AIM OF THE TASK - Extract every line of text from the material below and reproduce it word for word, leaving the pictures out.

DATA EXTRACT -

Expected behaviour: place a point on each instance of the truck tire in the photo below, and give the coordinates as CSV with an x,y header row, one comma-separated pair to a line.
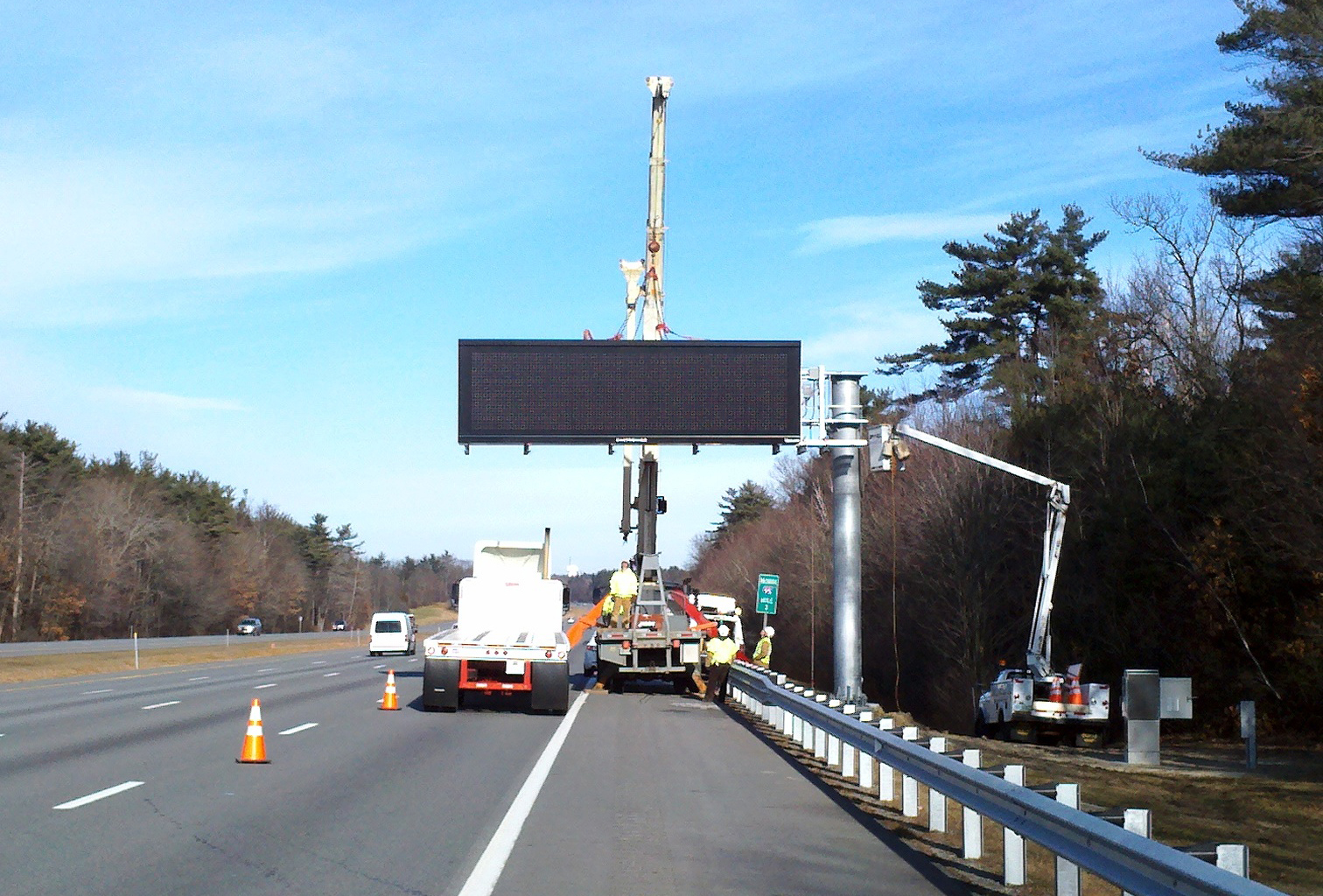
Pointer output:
x,y
606,676
441,684
550,689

THE RESPONSE -
Expected behaviour: place a point on each instance of the truck tire in the photo below, and give the coordinates as CSV with an x,y header row, one comma-separated pair to a line.
Pointer output:
x,y
606,676
441,684
550,689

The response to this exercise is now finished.